Data extracted from a collection:
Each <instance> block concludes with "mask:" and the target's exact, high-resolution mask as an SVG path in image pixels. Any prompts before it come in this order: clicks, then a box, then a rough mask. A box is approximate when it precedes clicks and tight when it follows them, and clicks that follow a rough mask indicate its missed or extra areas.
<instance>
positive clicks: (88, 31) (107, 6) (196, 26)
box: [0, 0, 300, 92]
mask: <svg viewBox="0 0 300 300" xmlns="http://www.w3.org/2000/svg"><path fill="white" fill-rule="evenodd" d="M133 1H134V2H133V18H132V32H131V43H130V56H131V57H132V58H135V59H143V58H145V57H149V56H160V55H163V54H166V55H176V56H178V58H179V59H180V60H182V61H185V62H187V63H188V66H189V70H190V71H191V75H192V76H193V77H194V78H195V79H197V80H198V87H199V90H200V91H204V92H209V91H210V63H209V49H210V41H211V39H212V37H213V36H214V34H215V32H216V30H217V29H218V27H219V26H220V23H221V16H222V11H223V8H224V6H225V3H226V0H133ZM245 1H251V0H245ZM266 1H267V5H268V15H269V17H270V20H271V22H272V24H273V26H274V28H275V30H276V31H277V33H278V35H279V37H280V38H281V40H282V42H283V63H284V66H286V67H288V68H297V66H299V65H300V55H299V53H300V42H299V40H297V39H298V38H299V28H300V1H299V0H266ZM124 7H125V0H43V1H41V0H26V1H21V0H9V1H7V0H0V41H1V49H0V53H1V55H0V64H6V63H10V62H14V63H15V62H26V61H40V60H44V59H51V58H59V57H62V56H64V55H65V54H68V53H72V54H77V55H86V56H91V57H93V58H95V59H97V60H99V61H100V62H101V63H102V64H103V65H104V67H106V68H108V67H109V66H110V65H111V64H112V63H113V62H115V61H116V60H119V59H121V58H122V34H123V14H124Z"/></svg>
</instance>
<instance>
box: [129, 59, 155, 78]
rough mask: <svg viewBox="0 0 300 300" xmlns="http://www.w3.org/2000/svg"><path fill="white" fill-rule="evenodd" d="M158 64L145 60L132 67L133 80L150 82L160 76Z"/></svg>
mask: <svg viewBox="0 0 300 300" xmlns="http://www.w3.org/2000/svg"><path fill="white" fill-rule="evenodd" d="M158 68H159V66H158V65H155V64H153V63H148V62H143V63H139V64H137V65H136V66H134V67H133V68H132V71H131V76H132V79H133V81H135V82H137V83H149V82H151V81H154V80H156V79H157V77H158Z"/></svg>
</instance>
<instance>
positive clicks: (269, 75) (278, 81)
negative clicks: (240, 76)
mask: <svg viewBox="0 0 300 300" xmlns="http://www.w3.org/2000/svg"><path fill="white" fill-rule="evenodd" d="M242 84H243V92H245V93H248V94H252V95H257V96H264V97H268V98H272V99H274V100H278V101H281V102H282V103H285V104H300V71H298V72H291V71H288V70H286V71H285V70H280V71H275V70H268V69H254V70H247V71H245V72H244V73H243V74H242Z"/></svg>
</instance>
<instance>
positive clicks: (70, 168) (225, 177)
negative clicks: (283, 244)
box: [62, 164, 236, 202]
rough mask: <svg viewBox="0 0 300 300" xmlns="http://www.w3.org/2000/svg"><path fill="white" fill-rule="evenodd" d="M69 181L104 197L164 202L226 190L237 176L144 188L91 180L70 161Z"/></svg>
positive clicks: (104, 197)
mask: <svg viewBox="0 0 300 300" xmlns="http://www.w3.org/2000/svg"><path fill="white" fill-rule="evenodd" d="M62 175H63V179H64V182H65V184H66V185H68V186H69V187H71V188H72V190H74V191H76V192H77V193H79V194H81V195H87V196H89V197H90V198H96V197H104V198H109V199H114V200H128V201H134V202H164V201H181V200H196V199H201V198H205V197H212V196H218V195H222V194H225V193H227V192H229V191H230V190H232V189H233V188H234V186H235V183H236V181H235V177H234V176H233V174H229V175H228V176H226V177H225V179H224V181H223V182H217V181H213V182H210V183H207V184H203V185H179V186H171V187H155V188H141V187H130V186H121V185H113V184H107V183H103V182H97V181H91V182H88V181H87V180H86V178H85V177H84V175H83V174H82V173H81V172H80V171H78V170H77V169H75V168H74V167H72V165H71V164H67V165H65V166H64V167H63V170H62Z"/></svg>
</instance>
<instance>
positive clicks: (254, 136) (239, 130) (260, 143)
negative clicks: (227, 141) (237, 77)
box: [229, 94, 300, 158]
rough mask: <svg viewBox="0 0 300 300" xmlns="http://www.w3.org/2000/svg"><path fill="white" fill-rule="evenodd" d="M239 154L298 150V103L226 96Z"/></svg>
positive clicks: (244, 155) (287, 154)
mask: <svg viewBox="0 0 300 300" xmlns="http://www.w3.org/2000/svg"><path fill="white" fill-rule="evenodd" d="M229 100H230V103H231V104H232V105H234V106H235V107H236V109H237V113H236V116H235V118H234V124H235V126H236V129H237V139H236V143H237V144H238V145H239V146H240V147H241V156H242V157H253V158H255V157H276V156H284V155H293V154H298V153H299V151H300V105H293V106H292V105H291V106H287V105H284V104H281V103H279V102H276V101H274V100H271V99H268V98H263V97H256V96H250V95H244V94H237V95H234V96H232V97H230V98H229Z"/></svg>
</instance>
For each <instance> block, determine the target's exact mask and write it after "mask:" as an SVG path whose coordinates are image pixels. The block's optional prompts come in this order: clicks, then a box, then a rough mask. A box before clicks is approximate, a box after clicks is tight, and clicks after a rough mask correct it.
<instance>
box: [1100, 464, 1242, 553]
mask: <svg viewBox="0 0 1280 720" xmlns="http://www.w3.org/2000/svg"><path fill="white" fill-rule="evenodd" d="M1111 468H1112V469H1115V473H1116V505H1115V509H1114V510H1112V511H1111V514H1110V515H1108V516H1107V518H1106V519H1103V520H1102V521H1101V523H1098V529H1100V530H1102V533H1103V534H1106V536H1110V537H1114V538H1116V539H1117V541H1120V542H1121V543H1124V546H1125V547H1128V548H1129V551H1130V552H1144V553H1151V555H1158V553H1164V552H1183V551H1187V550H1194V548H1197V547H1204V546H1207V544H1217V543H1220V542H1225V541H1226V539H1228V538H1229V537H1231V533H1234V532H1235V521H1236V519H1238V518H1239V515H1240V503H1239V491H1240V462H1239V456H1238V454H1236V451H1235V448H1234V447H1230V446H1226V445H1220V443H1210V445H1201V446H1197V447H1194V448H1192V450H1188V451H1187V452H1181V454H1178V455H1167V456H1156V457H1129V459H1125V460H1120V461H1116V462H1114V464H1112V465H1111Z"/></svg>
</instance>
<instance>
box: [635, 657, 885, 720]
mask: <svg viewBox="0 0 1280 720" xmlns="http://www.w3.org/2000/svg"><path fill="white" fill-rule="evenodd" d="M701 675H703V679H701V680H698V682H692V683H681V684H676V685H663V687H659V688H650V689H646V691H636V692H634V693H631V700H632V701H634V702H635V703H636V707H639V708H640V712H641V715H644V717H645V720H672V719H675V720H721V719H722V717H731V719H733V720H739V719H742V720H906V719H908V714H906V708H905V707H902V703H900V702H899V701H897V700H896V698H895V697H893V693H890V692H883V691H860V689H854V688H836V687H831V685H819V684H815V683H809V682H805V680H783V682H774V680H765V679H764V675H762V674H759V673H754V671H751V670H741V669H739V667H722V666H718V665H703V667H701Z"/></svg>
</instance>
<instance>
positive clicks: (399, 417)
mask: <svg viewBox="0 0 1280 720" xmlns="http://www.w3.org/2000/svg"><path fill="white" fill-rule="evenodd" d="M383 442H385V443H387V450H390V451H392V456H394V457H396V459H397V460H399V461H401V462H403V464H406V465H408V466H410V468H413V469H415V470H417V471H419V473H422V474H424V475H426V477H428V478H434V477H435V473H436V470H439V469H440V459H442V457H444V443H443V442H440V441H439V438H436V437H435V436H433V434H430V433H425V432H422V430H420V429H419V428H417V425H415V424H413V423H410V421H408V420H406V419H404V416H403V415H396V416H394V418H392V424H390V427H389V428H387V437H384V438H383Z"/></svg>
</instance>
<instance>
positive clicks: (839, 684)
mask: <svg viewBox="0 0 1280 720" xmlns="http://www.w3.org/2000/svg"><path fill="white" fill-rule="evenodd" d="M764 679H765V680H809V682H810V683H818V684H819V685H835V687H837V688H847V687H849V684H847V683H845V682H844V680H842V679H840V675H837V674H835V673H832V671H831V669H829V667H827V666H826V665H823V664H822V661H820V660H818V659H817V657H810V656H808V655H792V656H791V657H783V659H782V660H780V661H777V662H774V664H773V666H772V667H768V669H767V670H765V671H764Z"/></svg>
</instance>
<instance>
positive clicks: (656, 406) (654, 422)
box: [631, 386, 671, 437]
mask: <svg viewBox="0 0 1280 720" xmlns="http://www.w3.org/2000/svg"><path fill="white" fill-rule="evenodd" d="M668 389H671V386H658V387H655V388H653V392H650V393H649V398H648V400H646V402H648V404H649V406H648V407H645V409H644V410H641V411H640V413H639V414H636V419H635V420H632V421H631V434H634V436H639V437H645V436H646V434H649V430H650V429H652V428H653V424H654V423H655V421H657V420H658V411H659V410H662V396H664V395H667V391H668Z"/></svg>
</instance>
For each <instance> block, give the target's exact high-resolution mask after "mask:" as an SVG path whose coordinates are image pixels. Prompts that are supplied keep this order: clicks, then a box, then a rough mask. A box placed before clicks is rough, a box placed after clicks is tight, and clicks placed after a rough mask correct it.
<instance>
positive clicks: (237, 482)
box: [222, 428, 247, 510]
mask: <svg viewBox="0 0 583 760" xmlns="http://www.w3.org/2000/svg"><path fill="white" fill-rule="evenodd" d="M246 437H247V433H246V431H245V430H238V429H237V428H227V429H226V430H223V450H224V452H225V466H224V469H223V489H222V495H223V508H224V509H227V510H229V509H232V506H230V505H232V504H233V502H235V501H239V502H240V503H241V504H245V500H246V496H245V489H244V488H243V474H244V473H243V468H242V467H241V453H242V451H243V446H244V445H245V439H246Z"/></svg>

* TASK INSTRUCTIONS:
Reproduce the records from their first line through the line containing "box: [0, 0, 300, 92]", renaming "clicks" to "points" and leaving everything else unchanged.

* EXERCISE OUTPUT:
Each <instance> block concludes with "mask:" and the target's exact, high-resolution mask as an SVG path in image pixels. Any prompts before it come in this order: points, then a box, then a rough mask. A box is approximate when it precedes points and tight when it follows them, and points that follow a rough mask indicate its missed or extra areas.
<instance>
positive points: (88, 31) (107, 6) (196, 26)
box: [0, 0, 300, 92]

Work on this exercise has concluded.